▶ Rows
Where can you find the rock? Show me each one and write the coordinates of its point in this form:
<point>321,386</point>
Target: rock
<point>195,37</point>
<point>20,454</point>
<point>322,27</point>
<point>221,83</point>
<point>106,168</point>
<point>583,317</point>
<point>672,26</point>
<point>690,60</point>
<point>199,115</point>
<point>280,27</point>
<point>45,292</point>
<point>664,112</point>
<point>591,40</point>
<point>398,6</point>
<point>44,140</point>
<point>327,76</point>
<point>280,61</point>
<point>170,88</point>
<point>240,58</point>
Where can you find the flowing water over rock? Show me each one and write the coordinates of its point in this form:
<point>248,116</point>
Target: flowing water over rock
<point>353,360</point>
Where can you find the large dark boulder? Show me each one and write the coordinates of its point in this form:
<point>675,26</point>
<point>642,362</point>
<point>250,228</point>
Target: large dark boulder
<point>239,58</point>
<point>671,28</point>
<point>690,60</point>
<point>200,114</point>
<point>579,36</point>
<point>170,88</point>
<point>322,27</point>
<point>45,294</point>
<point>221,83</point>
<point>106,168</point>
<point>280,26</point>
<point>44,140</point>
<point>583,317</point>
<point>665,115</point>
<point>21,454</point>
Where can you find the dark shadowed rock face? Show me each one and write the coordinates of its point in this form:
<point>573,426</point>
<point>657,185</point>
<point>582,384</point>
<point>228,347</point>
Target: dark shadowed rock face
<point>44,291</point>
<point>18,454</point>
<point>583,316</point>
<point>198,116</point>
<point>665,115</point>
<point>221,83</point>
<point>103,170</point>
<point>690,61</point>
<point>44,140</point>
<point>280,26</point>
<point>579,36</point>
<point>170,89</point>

▶ Your objective
Each line from the one containing "Where can you find the large" through the end of the entries, both included, is to be returned exactly, with no other lines.

▶ Worked answer
Where can you find the large dark boulder? Show me each one and write the coordinates of its point in this form:
<point>675,26</point>
<point>642,362</point>
<point>250,228</point>
Target: large dark boulder
<point>239,58</point>
<point>671,28</point>
<point>690,60</point>
<point>200,114</point>
<point>579,36</point>
<point>170,88</point>
<point>322,27</point>
<point>45,294</point>
<point>221,83</point>
<point>106,168</point>
<point>280,26</point>
<point>44,140</point>
<point>583,317</point>
<point>665,115</point>
<point>21,454</point>
Where can you find the dark shadowed rock face? Show me each one and write the coordinates of its point in this form:
<point>573,426</point>
<point>657,185</point>
<point>582,384</point>
<point>228,347</point>
Target: dark shadowed rock face
<point>44,291</point>
<point>18,454</point>
<point>583,316</point>
<point>198,116</point>
<point>665,115</point>
<point>221,83</point>
<point>103,170</point>
<point>690,61</point>
<point>44,140</point>
<point>280,26</point>
<point>579,36</point>
<point>170,89</point>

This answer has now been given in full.